Copy the full set of lines exactly as given.

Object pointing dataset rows
________________________________________

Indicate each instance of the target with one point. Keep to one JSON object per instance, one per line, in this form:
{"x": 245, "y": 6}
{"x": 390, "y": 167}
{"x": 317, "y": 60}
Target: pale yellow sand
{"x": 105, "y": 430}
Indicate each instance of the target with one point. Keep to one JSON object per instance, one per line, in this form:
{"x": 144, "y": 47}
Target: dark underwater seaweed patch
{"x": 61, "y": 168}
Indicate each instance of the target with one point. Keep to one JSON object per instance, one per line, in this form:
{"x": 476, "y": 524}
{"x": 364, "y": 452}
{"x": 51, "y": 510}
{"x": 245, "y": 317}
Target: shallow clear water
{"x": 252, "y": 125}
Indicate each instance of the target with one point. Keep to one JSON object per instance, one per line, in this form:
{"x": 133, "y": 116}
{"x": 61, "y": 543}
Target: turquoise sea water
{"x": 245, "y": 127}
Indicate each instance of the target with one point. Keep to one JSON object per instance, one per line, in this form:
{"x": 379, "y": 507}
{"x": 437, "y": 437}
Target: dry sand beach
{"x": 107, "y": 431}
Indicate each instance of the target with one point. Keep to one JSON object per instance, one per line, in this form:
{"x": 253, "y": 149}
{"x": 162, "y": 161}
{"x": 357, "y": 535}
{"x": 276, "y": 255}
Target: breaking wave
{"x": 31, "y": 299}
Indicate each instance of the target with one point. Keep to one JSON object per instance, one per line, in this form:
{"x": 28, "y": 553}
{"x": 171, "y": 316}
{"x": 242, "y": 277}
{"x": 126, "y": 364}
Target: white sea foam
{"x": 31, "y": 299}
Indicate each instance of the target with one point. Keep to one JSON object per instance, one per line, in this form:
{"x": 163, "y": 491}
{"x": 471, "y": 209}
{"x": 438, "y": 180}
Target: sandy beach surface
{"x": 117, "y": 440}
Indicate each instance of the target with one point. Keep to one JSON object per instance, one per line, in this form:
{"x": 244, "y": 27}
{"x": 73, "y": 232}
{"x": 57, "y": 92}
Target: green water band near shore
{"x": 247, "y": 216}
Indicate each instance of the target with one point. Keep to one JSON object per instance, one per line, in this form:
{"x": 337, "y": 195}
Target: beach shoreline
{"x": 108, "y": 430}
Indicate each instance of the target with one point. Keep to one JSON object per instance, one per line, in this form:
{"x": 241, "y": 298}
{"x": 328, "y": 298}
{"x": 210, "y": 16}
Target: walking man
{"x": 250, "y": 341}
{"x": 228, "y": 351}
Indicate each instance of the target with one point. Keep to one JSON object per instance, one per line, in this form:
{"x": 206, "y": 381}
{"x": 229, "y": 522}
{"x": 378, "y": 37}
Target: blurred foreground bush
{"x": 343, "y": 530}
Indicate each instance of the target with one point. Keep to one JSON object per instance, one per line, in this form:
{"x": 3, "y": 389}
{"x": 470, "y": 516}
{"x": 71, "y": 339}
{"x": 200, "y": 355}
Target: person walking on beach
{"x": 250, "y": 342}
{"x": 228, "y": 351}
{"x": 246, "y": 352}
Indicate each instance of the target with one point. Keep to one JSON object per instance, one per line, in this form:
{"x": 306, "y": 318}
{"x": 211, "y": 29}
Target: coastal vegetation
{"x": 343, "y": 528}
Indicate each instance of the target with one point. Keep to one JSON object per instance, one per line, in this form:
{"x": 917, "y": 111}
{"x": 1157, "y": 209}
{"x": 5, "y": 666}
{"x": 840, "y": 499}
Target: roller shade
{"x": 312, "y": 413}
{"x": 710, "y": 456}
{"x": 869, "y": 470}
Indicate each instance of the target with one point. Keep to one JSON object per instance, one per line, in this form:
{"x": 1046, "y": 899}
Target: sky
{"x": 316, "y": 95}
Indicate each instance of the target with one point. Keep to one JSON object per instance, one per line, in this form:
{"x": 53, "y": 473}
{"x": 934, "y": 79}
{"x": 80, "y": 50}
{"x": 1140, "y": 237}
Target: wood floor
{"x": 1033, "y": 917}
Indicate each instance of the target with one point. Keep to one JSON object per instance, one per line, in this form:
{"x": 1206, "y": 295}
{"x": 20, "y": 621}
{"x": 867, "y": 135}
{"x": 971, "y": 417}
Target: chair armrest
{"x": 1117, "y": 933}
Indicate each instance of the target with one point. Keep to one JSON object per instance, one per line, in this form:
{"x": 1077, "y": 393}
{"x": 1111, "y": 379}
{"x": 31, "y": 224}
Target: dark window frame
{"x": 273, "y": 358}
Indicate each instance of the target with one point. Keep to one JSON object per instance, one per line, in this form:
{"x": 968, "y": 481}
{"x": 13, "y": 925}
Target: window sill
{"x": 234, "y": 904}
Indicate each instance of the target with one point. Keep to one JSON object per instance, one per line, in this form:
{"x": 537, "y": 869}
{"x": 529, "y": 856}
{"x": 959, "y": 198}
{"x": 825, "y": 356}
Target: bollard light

________________________________________

■ Response below:
Indicate each instance of the target with one point. Keep to one JSON object per instance, one per line, in this form:
{"x": 245, "y": 6}
{"x": 390, "y": 167}
{"x": 317, "y": 60}
Target: pale yellow sand
{"x": 105, "y": 430}
Indicate each instance of the target with one point. Keep to one JSON object per instance, one per line, in this form:
{"x": 144, "y": 47}
Target: dark underwater seaweed patch
{"x": 61, "y": 168}
Indicate each instance of the target with one point. Keep to one JSON object per instance, one per line, in this form:
{"x": 476, "y": 524}
{"x": 364, "y": 452}
{"x": 51, "y": 510}
{"x": 245, "y": 317}
Target: shallow clear water
{"x": 252, "y": 125}
Indicate each instance of the target with one point. Keep to one JSON object per instance, one per line, in this form:
{"x": 133, "y": 116}
{"x": 61, "y": 543}
Target: turquoise sea water
{"x": 245, "y": 127}
Indicate each instance of the target with one point. Keep to one JSON object per instance, one per line, in this form:
{"x": 379, "y": 507}
{"x": 437, "y": 437}
Target: dry sand beach
{"x": 107, "y": 431}
Indicate each instance of the target with one point. Keep to one JSON object per instance, one per line, in this form:
{"x": 253, "y": 149}
{"x": 162, "y": 161}
{"x": 357, "y": 535}
{"x": 276, "y": 255}
Target: breaking wave
{"x": 31, "y": 299}
Indicate each instance of the target with one point. Keep to one JSON object per instance, one per line, in this form:
{"x": 28, "y": 553}
{"x": 171, "y": 316}
{"x": 242, "y": 277}
{"x": 126, "y": 364}
Target: white sea foam
{"x": 31, "y": 299}
Indicate each instance of the target with one point. Keep to one JSON object per instance, one per line, in this form:
{"x": 163, "y": 491}
{"x": 471, "y": 209}
{"x": 438, "y": 180}
Target: sandy beach surface
{"x": 117, "y": 440}
Indicate each instance of the target with one point. Keep to one JSON object per instance, one per line, in this form:
{"x": 244, "y": 27}
{"x": 73, "y": 232}
{"x": 57, "y": 92}
Target: green water band near shore
{"x": 247, "y": 216}
Indicate each instance of the target with one point. Keep to one JSON object per instance, one per line, in this form:
{"x": 337, "y": 195}
Target: beach shoreline
{"x": 108, "y": 430}
Indicate each instance of the target with one point. Keep to one JSON object per instance, one per line, in this form:
{"x": 241, "y": 298}
{"x": 328, "y": 298}
{"x": 210, "y": 16}
Target: walking man
{"x": 250, "y": 341}
{"x": 228, "y": 351}
Indicate each instance of the target with one point. Keep to one JSON object per instance, one per line, in this form:
{"x": 206, "y": 381}
{"x": 229, "y": 522}
{"x": 378, "y": 37}
Target: blurred foreground bush
{"x": 343, "y": 530}
Indicate each instance of the target with one point. Keep to one JSON object per instance, one per line, in this form:
{"x": 3, "y": 389}
{"x": 470, "y": 516}
{"x": 71, "y": 339}
{"x": 200, "y": 355}
Target: person walking on beach
{"x": 250, "y": 342}
{"x": 228, "y": 351}
{"x": 246, "y": 352}
Indicate each instance of the target with one point. Keep to one JSON object per instance, one per line, in this form:
{"x": 306, "y": 318}
{"x": 211, "y": 29}
Target: coastal vegetation
{"x": 343, "y": 528}
Indicate each instance of the target with one point. Keep to one JSON object per instance, one per line, in this form:
{"x": 917, "y": 111}
{"x": 1157, "y": 209}
{"x": 5, "y": 666}
{"x": 840, "y": 499}
Target: roller shade
{"x": 312, "y": 413}
{"x": 710, "y": 456}
{"x": 869, "y": 470}
Indicate each instance of the target with one point. Keep to one JSON object per instance, one per line, in this form:
{"x": 1046, "y": 899}
Target: sky
{"x": 316, "y": 95}
Indicate each instance of the target with one point. Keep to one JSON object per instance, one per line, in this form:
{"x": 53, "y": 473}
{"x": 934, "y": 79}
{"x": 80, "y": 50}
{"x": 1140, "y": 237}
Target: wood floor
{"x": 1033, "y": 917}
Indicate each instance of the target with one point. Keep to one JSON object per instance, one per line, in this form:
{"x": 1206, "y": 295}
{"x": 20, "y": 621}
{"x": 867, "y": 135}
{"x": 971, "y": 417}
Target: chair armrest
{"x": 1117, "y": 933}
Indicate each instance of the target with one point. Keep to one JSON object per instance, one per line, in this form:
{"x": 1077, "y": 393}
{"x": 1111, "y": 379}
{"x": 31, "y": 224}
Target: dark window frame
{"x": 273, "y": 358}
Indicate each instance of the target with one point. Keep to one JSON object per instance, one per line, in this form:
{"x": 968, "y": 481}
{"x": 13, "y": 925}
Target: window sill
{"x": 234, "y": 904}
Indicate each instance of the target with one point. Keep to one JSON object per instance, one per line, in this form:
{"x": 537, "y": 869}
{"x": 529, "y": 856}
{"x": 959, "y": 198}
{"x": 825, "y": 356}
Target: bollard light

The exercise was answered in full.